##### Document extract
Success! Data written to: auth/kubernetes/config

$ vault write auth/kubernetes/role/kvrole \
    bound_service_account_names=kv-vault \
    bound_service_account_namespaces=demo \
    policies=test-policy \
    ttl=24h
Success! Data written to: auth/kubernetes/role/kvrole

    Here, kvrole is the name of the role.

  3. Create AppBinding: To connect CSI driver with Vault, we need to create an AppBinding. First we need to make sure, if AppBinding CRD is installed in your cluster by running:

    $ kubectl get crd -l app=catalog
NAME                                          CREATED AT
appbindings.appcatalog.appscode.com           2018-12-12T06:09:34Z

    If you don’t see that CRD, you can register it via the following command:

    kubectl apply -f https://raw.githubusercontent.com/kmodules/custom-resources/master/api/crds/appbinding.yaml

    If AppBinding CRD is installed, Create AppBinding with the following data:

    apiVersion: appcatalog.appscode.com/v1alpha1
kind: AppBinding
metadata:
  name: vault-app
  namespace: demo
spec:
clientConfig:
  url: http://165.227.190.238:30001 # Replace this with Vault URL
parameters:
  apiVersion: "kubevault.com/v1alpha1"
##########
##### Provided material
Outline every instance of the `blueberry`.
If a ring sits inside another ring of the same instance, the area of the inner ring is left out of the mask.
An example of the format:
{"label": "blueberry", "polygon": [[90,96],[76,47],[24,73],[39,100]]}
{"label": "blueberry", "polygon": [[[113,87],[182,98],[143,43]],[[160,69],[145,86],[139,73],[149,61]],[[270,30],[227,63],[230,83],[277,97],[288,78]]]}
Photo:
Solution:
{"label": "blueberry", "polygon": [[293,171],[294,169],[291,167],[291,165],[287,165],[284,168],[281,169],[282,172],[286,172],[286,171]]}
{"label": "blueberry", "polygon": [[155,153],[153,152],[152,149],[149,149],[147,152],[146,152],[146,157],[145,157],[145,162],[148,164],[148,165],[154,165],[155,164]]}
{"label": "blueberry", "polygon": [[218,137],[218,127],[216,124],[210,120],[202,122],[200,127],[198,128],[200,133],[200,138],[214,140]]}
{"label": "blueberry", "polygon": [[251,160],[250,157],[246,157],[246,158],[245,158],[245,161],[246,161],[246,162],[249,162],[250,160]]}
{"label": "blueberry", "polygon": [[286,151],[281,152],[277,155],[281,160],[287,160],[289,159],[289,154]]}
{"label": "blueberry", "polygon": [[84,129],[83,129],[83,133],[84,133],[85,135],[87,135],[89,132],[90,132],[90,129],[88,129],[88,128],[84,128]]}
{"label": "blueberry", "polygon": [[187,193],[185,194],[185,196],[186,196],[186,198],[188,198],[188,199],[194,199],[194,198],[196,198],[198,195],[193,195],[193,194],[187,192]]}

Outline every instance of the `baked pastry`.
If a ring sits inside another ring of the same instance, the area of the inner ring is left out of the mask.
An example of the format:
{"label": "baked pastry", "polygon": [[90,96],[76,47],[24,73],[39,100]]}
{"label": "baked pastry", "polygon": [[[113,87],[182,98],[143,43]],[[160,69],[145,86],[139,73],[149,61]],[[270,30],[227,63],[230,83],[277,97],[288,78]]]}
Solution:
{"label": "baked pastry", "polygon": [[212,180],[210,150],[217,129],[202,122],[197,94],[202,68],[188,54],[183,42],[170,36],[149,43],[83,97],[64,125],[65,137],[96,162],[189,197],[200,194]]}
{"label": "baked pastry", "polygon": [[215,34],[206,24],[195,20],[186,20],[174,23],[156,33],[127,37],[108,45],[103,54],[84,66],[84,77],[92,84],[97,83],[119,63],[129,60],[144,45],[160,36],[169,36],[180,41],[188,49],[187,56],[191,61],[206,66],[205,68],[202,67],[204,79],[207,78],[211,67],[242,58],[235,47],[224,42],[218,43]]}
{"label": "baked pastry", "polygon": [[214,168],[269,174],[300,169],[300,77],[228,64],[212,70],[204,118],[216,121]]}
##########
##### Provided material
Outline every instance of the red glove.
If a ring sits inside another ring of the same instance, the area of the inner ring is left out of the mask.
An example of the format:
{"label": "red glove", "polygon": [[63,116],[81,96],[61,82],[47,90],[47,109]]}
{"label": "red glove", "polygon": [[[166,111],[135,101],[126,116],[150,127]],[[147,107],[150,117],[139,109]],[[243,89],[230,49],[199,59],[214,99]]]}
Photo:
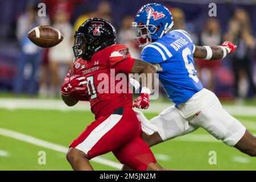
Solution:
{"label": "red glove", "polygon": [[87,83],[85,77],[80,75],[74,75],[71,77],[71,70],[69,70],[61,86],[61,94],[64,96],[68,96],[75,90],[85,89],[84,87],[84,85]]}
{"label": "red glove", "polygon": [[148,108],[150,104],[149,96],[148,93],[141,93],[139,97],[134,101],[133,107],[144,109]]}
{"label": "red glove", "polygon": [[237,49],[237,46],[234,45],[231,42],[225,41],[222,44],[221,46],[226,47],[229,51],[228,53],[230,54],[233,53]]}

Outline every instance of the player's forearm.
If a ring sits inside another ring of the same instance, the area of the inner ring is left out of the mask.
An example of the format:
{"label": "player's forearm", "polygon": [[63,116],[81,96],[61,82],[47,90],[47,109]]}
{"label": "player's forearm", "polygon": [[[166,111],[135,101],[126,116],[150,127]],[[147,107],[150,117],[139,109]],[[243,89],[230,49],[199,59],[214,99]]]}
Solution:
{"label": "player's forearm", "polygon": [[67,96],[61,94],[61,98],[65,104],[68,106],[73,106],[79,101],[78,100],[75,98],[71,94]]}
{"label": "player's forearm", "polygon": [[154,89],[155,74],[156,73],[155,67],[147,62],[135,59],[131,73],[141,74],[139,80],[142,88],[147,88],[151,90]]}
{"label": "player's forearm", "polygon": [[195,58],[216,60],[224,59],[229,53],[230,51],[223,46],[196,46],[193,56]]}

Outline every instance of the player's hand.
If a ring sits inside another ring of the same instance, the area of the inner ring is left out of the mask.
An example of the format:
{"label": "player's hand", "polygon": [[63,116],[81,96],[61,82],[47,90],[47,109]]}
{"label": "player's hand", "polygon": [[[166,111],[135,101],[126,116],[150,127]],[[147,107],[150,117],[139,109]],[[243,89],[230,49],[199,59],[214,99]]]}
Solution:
##########
##### Provided material
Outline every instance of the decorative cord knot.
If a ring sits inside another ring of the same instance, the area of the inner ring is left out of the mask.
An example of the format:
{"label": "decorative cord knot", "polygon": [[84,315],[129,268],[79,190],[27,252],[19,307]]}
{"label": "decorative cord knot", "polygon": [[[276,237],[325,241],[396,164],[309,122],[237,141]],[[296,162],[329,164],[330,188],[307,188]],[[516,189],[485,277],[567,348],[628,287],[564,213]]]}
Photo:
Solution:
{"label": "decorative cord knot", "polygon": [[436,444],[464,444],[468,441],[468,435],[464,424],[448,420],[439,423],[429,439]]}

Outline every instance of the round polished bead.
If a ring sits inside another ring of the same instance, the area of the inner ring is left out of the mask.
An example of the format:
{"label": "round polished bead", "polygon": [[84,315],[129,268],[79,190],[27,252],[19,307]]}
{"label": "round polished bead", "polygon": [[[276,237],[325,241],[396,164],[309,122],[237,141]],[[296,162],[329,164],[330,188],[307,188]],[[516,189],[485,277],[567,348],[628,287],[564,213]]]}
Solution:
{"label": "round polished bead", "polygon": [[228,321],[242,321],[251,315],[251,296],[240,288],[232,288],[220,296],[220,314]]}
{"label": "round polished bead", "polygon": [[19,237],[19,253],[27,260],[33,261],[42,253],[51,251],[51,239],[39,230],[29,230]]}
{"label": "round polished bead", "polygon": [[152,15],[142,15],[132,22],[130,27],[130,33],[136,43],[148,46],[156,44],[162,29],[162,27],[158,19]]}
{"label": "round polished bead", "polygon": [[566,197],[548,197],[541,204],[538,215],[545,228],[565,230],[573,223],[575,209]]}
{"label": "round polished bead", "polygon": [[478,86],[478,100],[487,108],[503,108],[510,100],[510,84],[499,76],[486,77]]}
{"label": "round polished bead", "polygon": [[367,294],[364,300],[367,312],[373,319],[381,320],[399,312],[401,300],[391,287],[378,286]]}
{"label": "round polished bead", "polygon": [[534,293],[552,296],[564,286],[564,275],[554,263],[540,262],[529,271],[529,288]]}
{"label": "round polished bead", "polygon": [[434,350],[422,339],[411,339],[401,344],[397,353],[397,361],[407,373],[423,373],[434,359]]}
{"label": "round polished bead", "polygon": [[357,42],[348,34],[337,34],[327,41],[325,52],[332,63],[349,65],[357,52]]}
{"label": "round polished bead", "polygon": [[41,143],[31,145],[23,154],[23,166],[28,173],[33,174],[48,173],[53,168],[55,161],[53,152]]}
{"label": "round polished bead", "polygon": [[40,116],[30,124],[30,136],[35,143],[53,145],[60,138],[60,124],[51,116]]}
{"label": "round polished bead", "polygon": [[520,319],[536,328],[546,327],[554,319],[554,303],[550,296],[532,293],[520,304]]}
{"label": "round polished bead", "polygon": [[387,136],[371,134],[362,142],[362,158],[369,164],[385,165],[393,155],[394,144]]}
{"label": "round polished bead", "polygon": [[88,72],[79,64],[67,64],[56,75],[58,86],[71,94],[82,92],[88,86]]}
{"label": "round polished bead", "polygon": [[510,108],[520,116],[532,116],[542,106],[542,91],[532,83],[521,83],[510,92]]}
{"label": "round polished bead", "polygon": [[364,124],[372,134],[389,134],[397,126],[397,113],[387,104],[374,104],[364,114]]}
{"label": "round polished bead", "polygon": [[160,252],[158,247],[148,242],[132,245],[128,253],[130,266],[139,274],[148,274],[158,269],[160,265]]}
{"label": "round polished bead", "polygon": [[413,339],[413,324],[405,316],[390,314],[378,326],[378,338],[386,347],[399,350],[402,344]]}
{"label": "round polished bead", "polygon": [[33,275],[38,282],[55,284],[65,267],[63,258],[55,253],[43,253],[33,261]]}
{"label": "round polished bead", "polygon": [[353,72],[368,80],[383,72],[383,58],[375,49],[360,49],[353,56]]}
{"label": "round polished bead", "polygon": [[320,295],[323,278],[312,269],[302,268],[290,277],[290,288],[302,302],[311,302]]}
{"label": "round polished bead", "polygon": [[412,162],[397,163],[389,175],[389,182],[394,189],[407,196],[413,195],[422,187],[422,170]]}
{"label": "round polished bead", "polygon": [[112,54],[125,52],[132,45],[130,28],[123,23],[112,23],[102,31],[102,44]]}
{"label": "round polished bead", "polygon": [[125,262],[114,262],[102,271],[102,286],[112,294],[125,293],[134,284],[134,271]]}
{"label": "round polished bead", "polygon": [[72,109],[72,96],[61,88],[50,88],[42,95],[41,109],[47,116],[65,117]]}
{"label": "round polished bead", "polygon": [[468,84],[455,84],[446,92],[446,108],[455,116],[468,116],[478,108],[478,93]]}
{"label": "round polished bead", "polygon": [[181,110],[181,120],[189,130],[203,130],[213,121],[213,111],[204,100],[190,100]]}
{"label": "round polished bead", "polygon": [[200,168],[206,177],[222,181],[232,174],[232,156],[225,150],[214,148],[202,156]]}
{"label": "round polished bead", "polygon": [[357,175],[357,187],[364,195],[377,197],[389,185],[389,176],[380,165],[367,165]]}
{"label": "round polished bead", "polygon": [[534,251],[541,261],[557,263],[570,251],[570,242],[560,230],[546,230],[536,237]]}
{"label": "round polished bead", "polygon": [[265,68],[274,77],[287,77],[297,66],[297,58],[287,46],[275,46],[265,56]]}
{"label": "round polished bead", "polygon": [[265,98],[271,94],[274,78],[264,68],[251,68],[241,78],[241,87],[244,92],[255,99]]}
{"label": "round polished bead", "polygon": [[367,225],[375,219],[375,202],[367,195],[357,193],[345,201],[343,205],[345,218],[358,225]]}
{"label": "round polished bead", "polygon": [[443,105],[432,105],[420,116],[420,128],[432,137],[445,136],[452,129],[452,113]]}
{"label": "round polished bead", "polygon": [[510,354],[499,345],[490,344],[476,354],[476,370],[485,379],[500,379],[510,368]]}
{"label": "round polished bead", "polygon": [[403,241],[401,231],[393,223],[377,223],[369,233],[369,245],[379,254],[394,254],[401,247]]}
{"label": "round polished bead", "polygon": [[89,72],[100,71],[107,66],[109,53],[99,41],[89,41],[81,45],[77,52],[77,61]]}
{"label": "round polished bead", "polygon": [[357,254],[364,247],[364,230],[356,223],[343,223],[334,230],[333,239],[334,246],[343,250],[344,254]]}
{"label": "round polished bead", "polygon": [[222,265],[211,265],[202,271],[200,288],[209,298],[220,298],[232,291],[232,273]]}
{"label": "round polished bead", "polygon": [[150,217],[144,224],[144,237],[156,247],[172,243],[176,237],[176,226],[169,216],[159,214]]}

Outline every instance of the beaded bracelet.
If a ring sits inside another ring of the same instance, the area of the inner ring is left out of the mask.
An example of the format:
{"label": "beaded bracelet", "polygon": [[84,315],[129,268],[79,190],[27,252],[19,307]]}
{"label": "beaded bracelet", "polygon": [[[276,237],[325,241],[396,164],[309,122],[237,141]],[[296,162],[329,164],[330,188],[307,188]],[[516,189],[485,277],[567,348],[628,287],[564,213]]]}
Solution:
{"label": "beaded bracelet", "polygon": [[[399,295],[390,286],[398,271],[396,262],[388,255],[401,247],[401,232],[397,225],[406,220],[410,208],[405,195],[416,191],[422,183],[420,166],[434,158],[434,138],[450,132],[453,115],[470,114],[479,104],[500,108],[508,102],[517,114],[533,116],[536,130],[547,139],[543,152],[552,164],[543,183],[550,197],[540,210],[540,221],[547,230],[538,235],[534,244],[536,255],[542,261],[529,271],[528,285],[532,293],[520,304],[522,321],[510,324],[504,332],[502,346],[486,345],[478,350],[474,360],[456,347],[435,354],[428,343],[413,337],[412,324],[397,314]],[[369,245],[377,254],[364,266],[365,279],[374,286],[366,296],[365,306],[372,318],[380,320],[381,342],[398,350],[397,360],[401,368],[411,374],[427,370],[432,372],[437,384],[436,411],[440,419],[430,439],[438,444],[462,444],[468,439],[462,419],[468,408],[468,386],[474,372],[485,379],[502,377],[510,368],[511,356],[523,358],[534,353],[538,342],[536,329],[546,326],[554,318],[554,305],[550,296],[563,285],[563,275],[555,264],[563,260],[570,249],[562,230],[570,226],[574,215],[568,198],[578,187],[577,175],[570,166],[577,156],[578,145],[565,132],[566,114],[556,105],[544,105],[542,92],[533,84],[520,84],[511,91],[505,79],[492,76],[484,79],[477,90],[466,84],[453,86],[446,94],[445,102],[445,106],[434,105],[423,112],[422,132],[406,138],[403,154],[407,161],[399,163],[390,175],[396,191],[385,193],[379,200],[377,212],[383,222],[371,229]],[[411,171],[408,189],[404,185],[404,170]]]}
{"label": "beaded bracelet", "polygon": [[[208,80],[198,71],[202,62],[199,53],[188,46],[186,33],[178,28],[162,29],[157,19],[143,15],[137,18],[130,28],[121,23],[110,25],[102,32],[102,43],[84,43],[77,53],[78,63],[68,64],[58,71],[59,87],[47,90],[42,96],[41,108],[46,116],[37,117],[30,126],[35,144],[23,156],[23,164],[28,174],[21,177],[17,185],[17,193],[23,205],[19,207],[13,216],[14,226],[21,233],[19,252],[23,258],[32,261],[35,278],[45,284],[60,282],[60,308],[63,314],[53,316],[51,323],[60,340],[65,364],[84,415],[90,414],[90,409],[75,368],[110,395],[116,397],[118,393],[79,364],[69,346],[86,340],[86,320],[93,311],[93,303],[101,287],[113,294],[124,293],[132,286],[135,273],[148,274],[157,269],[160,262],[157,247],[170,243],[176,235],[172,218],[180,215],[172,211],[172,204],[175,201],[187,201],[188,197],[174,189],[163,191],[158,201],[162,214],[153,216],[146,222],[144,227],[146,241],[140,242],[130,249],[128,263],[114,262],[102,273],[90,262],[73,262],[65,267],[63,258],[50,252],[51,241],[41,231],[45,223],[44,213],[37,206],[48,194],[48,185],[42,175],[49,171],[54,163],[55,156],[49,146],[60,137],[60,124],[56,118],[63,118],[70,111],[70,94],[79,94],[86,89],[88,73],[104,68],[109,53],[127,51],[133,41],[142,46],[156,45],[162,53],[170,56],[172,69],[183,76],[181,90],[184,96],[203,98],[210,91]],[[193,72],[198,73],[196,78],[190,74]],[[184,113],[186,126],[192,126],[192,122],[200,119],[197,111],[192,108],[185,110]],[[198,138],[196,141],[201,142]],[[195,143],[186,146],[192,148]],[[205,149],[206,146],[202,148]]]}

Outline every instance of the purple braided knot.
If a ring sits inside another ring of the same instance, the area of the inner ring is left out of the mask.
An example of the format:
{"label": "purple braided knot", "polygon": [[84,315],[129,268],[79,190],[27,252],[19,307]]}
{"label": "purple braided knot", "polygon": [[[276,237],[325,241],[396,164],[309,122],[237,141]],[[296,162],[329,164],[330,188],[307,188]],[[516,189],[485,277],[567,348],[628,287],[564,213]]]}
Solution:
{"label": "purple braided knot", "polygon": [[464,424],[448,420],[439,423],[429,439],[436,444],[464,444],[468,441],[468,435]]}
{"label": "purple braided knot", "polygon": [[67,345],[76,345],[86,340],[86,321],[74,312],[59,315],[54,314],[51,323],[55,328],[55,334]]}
##########
§ Objectives
A: Extract the passage of the Vault configuration excerpt starting at "Success! Data written to: auth/kubernetes/config" and ending at "of the role.".
B: In the Vault configuration excerpt, list every parameter name supplied to the command that writes the kvrole role.
The material presented here bears no relation to the Vault configuration excerpt.

§ Answers per task
A:
Success! Data written to: auth/kubernetes/config

$ vault write auth/kubernetes/role/kvrole \
    bound_service_account_names=kv-vault \
    bound_service_account_namespaces=demo \
    policies=test-policy \
    ttl=24h
Success! Data written to: auth/kubernetes/role/kvrole

    Here, kvrole is the name of the role.

B:
bound_service_account_names
bound_service_account_namespaces
policies
ttl